### YOUR INSTRUCTIONS
Copy out the text below about developing Cruse's new brand word for word, from its heading to its final sentence.

### PASSAGE
Developing our new brand
Our new brand and values are the result of a long process of reflection, research and consultation. Cruse Chief Executive Steven Wibberley explains how it happened.
For more than 60 years, Cruse has been supporting bereaved people at one of the most difficult times of their lives. When I joined Cruse 3.5 years ago, I was blown away by the skill and commitment of over 4,000 volunteers and 180 staff. At the same time, I recognised there was much more we could do.
- Many bereaved people weren’t getting the support they needed.
- We sometimes had a “one size fits all” approach to bereavement support and didn’t offer a mix of services to meet people’s needs.
- Our governance needed updating and our brand didn’t reflect the charity we needed to be.
A new strategy for Cruse
We developed our new organisational strategy Bereaved People First to change this. Our Board of Trustees agreed ambitious plans to build ‘One Cruse’ to increase the number of people we support and develop new ways to help those grieving based on their individual needs.
Reviewing our brand – how we are seen and how we communicate – was central to the strategy.
In my first few months of talking to people, inside and outside of Cruse, they had a lot to say about our brand. Many said it felt old fashioned, they were unsure about the name, and there was no consistency. It didn’t really say what we did. When we appointed Fiona Brydon as Director of Communications and Digital, one of her first tasks was to lead our brand refresh. We asked creative agency Red Stone and a freelance brand strategist, Dan Dufour, to support us as we started to investigate.

### RECORD EXTRACTS

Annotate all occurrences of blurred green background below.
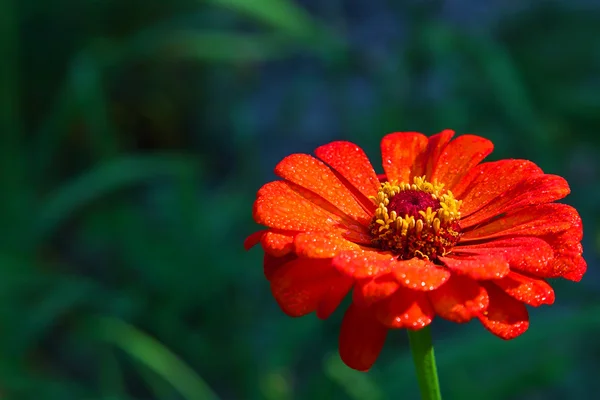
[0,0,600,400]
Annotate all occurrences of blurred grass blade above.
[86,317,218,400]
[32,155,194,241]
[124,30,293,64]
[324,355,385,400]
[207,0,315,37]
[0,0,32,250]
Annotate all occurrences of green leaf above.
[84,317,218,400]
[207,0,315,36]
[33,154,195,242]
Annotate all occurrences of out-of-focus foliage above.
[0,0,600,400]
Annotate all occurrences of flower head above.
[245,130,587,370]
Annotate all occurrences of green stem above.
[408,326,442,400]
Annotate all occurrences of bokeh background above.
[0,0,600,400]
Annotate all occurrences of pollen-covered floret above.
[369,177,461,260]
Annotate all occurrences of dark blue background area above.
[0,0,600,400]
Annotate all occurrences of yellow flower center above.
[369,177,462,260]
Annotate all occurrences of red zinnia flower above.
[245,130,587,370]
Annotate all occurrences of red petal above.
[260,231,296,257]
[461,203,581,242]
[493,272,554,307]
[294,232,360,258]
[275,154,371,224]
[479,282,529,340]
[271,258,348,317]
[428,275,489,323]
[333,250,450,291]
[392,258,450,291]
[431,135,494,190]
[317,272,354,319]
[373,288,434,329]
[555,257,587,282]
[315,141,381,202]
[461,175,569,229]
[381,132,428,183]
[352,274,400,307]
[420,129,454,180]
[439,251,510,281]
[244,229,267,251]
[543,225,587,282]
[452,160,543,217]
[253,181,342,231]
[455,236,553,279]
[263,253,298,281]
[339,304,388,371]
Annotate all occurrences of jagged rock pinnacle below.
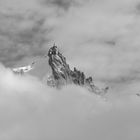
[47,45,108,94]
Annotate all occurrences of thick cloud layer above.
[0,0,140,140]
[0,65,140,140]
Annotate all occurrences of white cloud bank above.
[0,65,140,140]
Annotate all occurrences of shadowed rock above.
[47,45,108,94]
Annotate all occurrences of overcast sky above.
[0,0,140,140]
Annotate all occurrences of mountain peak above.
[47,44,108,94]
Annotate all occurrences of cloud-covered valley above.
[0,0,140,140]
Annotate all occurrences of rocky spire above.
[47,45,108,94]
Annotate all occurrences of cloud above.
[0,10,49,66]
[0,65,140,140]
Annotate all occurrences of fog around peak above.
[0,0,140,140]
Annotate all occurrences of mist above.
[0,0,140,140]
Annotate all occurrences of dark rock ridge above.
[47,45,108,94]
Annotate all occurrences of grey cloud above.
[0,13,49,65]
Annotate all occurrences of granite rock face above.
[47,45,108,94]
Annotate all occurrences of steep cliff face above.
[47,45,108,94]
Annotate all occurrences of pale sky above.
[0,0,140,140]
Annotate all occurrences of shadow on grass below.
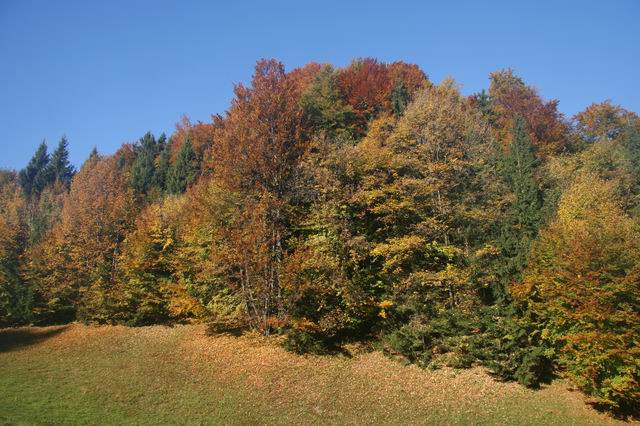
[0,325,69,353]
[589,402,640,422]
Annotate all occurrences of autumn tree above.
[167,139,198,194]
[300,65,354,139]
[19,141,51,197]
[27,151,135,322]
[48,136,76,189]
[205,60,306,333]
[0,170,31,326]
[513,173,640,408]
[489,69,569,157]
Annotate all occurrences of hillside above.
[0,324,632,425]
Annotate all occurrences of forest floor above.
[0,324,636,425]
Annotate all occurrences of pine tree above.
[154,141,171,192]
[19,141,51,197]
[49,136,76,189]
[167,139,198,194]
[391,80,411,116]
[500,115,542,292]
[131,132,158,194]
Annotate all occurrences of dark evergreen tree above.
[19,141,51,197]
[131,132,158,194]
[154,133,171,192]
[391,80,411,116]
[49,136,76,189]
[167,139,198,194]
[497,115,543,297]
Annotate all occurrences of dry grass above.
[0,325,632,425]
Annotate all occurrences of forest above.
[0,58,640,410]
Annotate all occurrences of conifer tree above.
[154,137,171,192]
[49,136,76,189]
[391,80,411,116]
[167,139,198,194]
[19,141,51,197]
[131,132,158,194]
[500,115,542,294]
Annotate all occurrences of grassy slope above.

### SOLUTION TO THIS PROBLEM
Developing our new brand
Our new brand and values are the result of a long process of reflection, research and consultation. Cruse Chief Executive Steven Wibberley explains how it happened.
For more than 60 years, Cruse has been supporting bereaved people at one of the most difficult times of their lives. When I joined Cruse 3.5 years ago, I was blown away by the skill and commitment of over 4,000 volunteers and 180 staff. At the same time, I recognised there was much more we could do.
- Many bereaved people weren’t getting the support they needed.
- We sometimes had a “one size fits all” approach to bereavement support and didn’t offer a mix of services to meet people’s needs.
- Our governance needed updating and our brand didn’t reflect the charity we needed to be.
A new strategy for Cruse
We developed our new organisational strategy Bereaved People First to change this. Our Board of Trustees agreed ambitious plans to build ‘One Cruse’ to increase the number of people we support and develop new ways to help those grieving based on their individual needs.
Reviewing our brand – how we are seen and how we communicate – was central to the strategy.
In my first few months of talking to people, inside and outside of Cruse, they had a lot to say about our brand. Many said it felt old fashioned, they were unsure about the name, and there was no consistency. It didn’t really say what we did. When we appointed Fiona Brydon as Director of Communications and Digital, one of her first tasks was to lead our brand refresh. We asked creative agency Red Stone and a freelance brand strategist, Dan Dufour, to support us as we started to investigate.